INSTRUCTION
Entries follow. Set all of them down as they stand.

(Rows from a dataset)
☆ ☆ ☆ ☆ ☆

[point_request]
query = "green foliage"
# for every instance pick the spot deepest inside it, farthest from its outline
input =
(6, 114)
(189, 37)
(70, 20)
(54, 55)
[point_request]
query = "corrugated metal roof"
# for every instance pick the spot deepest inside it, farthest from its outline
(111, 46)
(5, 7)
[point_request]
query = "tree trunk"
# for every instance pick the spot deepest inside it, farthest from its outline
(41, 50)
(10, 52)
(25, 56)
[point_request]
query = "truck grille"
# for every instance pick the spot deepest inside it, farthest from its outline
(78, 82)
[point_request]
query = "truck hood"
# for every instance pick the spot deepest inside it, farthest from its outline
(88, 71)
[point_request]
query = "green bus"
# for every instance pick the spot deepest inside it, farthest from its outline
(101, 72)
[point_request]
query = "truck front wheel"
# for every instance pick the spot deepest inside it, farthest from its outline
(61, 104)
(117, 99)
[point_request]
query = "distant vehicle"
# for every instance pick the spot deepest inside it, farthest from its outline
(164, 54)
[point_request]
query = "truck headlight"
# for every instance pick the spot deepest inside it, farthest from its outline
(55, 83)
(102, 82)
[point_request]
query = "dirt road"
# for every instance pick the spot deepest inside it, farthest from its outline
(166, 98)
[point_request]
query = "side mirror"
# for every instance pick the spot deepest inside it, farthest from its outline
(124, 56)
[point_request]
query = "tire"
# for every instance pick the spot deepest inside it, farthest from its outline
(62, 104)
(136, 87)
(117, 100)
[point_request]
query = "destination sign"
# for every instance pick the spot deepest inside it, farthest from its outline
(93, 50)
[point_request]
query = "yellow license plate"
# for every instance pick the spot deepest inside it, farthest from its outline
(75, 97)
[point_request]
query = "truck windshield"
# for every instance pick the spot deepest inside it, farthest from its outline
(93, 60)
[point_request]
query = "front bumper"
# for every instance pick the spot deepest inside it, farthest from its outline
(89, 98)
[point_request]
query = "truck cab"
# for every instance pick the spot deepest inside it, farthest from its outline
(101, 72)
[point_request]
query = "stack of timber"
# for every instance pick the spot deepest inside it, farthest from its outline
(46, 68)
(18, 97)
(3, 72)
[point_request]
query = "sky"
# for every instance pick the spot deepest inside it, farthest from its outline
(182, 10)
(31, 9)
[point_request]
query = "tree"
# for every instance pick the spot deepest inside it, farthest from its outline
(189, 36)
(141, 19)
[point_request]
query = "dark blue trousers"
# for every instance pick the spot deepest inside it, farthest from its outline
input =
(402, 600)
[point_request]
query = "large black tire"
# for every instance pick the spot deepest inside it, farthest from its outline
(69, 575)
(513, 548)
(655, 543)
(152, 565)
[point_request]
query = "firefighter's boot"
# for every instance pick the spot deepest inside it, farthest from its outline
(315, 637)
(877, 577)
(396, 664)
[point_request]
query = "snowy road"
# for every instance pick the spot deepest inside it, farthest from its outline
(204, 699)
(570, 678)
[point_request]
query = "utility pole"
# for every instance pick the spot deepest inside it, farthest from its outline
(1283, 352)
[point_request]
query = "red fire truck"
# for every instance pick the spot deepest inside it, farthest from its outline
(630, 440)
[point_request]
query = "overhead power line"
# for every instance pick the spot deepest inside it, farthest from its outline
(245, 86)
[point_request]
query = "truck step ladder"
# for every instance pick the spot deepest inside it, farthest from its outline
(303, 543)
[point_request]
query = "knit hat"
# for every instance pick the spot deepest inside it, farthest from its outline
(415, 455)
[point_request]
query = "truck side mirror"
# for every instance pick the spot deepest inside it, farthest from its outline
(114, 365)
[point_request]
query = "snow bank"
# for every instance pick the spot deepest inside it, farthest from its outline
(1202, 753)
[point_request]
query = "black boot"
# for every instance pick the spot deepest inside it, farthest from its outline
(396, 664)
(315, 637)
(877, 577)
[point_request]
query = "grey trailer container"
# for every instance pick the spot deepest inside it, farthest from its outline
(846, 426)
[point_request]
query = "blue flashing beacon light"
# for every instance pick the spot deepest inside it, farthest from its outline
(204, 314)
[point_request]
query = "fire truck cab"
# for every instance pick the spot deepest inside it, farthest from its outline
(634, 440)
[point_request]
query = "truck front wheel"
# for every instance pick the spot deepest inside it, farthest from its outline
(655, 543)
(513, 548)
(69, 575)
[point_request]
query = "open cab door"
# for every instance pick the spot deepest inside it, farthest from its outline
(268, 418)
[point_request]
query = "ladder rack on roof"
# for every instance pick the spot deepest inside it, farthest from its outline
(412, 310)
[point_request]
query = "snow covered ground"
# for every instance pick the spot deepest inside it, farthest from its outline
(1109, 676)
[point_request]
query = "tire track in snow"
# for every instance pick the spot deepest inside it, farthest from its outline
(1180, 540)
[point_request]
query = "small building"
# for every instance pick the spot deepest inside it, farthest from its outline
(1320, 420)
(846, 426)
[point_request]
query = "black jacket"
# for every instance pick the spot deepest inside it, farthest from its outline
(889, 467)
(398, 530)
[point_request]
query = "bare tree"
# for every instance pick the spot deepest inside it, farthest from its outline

☆ ☆ ☆ ☆ ☆

RESPONSE TO THIS EXERCISE
[point_request]
query = "green foliage"
# for every instance pick the spot deepest inside it, farthest from its outline
input =
(6, 114)
(189, 37)
(70, 20)
(54, 55)
[point_request]
query = "corrugated metal roof"
# for every instance pick the spot deepest inside it, farthest from its outline
(111, 46)
(5, 7)
[point_request]
query = "tree trunk"
# for every instance pick the spot deepest inside it, farthest from its outline
(41, 50)
(10, 52)
(25, 56)
[point_request]
query = "truck grille"
# for every instance pick the spot deepest inside it, farthest from its outline
(78, 82)
[point_request]
query = "truck hood"
# for every instance pick the spot deepest inside it, farthest from its outline
(88, 71)
[point_request]
query = "green bus"
# for every instance pick the spot deepest inside it, farthest from its outline
(101, 72)
[point_request]
query = "truck front wheel"
# for every instance pick the spot deepest inside it, farthest from its outline
(61, 104)
(117, 99)
[point_request]
query = "distant vehicle"
# for every instance pick the spot deepest inside it, farthest from its outline
(164, 54)
[point_request]
query = "truck headlight"
# for every instance pick the spot deepest inside it, farthest from its outline
(55, 83)
(102, 82)
[point_request]
query = "dirt road"
# for every instance pick the spot deepest inside it, farthest from its outline
(166, 98)
[point_request]
query = "side mirror"
# for every instance pick the spot deepest inside it, farthest from its outline
(124, 56)
[point_request]
query = "tire"
# for every instance pick the spot deepest inside it, farthest from its outline
(62, 104)
(136, 87)
(117, 100)
[point_request]
query = "destination sign"
# for every instance pick the spot deepest inside it, farthest from its outline
(93, 50)
[point_request]
query = "yellow license plate"
# for every instance pick the spot deepest inside it, farthest from its outline
(75, 97)
[point_request]
query = "truck windshield"
# for every instance pick the spot deepest inside it, farthest from its outline
(93, 60)
[point_request]
query = "front bumper"
# for every instance pick the spot deepest inside it, farthest from its outline
(89, 98)
[point_request]
query = "truck cab"
# for every instance pick the spot deepest inside it, farthest from its outline
(101, 72)
[point_request]
query = "stack of timber"
# for every instance pick the spot deepest inside it, farthest from its outline
(46, 68)
(18, 97)
(3, 72)
[point_request]
query = "sky"
# for every instance pick the spot deepest inside it, farthest from its outline
(182, 10)
(31, 9)
[point_request]
query = "tree"
# for every instance pick the spot deepest inside it, farthest from its outline
(189, 36)
(141, 19)
[point_request]
query = "dark blue trousers"
# for every instance pick the spot deepest inside it, farthest from its outline
input =
(402, 600)
[point_request]
query = "large black tire"
# for every instance pick the spot deepest inside it, farthest from its outline
(69, 575)
(513, 548)
(655, 543)
(152, 565)
[point_request]
query = "firefighter's boot"
# for every instance pick the spot deepest inside it, farthest from its outline
(315, 637)
(877, 577)
(396, 664)
[point_request]
query = "snowy road"
# for every instance pick the spot deepest inside it, farthest from its outline
(204, 699)
(570, 678)
[point_request]
query = "utility pole"
# for every instance pick the spot deepest inside it, farthest from its outline
(1283, 352)
[point_request]
query = "red fire truck"
# for every instance pick the spot deepest inside it, farthest from its outline
(630, 440)
[point_request]
query = "overhead power line"
# for every instance pick the spot deepest inside it, farthest from its outline
(245, 86)
[point_request]
query = "truck step ladder"
# for every instance pick the spot deepest inside it, farthest from its outline
(303, 543)
[point_request]
query = "knit hat"
# for every instance pick the spot deepest inside it, farthest from its outline
(415, 455)
[point_request]
query = "truck side mirror"
# for every instance pick the spot deepest inside it, farthest from its outline
(114, 365)
[point_request]
query = "snow bank"
# for every instance pick the spot deepest inside it, farthest from its outline
(1202, 753)
[point_request]
query = "black boot"
# for every instance pick the spot deepest inside it, farthest from its outline
(396, 664)
(315, 637)
(877, 577)
[point_request]
query = "grey trailer container"
# for every instance pick the spot deepest inside it, farthest from its outline
(846, 426)
[point_request]
query = "blue flashing beacon light"
# for every instance pick the spot deepest inside it, farthest from its outline
(204, 314)
[point_request]
query = "fire truck cab"
# for every instance pick the spot deepest inside it, farthest from its outline
(634, 440)
[point_request]
query = "truck front wheel"
# for every instance pick the spot deepest inside it, farthest from its outline
(655, 543)
(513, 548)
(69, 575)
[point_request]
query = "open cab door"
# for every instance pick the spot deepest inside it, farthest from its outline
(268, 418)
[point_request]
query = "ladder rack on roof"
# for every instance pick the spot deepest inside it, farthest from its outline
(412, 310)
[point_request]
query = "snow covered ground"
# for every instance pick the spot deepest inside it, farthest from its outline
(1109, 676)
[point_request]
query = "tire track in snow"
# for every instance pick the spot deepest inside it, farthest from its outline
(1180, 540)
[point_request]
query = "small building"
# for every instance pick the spot deepest inside it, farthest from its outline
(1320, 420)
(846, 426)
[point_request]
query = "black jacket"
# for every instance pick the spot deepest inside it, farthest from its outline
(889, 467)
(398, 530)
[point_request]
query = "bare tree"
# for every instance pick the spot deepest inside it, farthest from its outline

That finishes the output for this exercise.